DOCUMENT:
"""

Java solution using StringBuilder instead of string manipulation.


  • 29
    C
    public class Solution {
        public List<String> binaryTreePaths(TreeNode root) {
            List<String> rst = new ArrayList<String>();
            if(root == null) return rst;
            StringBuilder sb = new StringBuilder();
            helper(rst, sb, root);
            return rst;
        }
        
        public void helper(List<String> rst, StringBuilder sb, TreeNode root){
            if(root == null) return;
            int tmp = sb.length();
            if(root.left == null && root.right == null){
                sb.append(root.val);
                rst.add(sb.toString());
                sb.delete(tmp , sb.length());
                return;
            }
            sb.append(root.val + "->");
            helper(rst, sb, root.left);
            helper(rst, sb, root.right);
            sb.delete(tmp , sb.length());
            return;
            
        }
    }

  • 0
    Z

    perfects, your code is very easy to understand,thanks!


  • 0
    C

    sb.deleteCharAt(sb.length() - 1);

    what is this line for? delete the the root.val? what if the root.val is greater than 9 (two digits)
    thanks!


  • 0
    C

    That was inappropriate, I've edited my answer, thank you for bringing it up


  • 1

    I think this is by far the on the best solutions in Java.

    1. If we use str1 + str2 it will bring a lot of unnecessary clones;

    2. If we clone StringBuffer it's as bad as cloning string;

    3. If we do concat root + "for(path : childrenPaths)" in every recursion call, it will not be time efficient;

    4. If we do iteration, the queues are not slick enough in this question.


  • 0
    Y

    Good solution, some nitpicking here: first, sb.delete(tmp , sb.length()), you can also do sb.setLength(tmp), a bit shorter. The last return in the helper function is not needed. But a good solution overall using StringBuilder


  • 0
    H

    sb.append(root.val).append('-').append('>')
    Make it a bit shorter and use less space


  • 0
    O

    why you do pruning when use StringBuilder ? My solution used string manipulation, I did not do pruning, and accepted. Thanks


  • 0
    Y

    @olivia_3 String is immutable, everytime you pass a string, it is a new object. Not the case for StringBuilder, it keeps changing everytime you operator on it.

"""

Reproduce the forum thread word for word from "Make it a bit" to "operator on it.". Rely only on the forum thread above.

LISTED RECORDS:

"""

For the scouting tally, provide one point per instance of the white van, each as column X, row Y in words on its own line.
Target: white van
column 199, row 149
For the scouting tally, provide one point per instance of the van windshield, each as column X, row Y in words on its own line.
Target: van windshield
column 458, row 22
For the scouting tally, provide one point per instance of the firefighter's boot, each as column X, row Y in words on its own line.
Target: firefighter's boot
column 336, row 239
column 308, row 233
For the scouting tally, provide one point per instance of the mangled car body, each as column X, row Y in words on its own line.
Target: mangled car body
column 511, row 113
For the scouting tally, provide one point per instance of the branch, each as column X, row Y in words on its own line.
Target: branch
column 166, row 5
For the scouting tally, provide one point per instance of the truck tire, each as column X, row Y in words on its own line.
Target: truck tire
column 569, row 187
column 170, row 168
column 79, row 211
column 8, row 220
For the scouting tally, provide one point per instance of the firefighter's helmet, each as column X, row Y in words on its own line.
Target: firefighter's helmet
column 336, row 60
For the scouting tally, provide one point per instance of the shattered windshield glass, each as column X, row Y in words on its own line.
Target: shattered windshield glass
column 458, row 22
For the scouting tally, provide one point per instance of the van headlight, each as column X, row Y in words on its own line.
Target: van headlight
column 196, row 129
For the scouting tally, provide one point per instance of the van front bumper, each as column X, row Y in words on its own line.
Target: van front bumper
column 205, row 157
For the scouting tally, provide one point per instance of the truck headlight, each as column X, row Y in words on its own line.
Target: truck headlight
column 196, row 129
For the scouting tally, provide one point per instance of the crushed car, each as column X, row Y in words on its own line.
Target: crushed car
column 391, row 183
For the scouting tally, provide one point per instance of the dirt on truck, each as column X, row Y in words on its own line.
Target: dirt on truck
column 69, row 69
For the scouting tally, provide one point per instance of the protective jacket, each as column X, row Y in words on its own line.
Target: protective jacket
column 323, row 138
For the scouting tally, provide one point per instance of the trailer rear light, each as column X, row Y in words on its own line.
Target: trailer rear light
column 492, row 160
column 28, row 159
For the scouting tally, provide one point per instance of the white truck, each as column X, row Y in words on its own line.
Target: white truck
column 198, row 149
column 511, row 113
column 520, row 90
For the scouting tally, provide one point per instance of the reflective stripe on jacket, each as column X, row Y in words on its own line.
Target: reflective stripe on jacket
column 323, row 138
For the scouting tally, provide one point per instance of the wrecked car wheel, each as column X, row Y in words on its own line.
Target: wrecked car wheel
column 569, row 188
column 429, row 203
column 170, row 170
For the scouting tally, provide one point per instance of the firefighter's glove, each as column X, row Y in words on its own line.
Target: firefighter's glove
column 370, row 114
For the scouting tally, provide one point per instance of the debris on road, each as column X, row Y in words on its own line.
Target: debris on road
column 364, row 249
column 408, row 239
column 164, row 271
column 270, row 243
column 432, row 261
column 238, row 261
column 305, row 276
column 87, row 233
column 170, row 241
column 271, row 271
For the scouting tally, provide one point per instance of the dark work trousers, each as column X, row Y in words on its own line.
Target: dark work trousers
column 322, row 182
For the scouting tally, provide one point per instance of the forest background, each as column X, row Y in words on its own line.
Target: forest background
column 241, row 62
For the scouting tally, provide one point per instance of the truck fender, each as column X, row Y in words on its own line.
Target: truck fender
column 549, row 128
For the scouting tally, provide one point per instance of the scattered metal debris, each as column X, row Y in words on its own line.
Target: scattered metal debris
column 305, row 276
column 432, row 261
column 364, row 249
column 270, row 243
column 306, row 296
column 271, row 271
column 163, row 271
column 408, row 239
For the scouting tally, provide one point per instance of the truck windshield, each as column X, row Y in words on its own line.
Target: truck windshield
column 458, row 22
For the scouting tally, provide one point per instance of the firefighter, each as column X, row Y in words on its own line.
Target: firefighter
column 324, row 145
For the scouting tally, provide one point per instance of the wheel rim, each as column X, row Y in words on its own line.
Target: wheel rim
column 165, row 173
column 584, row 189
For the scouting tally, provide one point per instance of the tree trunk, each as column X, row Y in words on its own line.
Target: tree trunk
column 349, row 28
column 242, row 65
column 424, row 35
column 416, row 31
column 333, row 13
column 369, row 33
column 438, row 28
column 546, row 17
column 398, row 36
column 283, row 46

"""

PROBLEM SOLUTION:
Make it a bit shorter and use less space


  • 0
    O

    why you do pruning when use StringBuilder ? My solution used string manipulation, I did not do pruning, and accepted. Thanks


  • 0
    Y

    @olivia_3 String is immutable, everytime you pass a string, it is a new object. Not the case for StringBuilder, it keeps changing everytime you operator on it.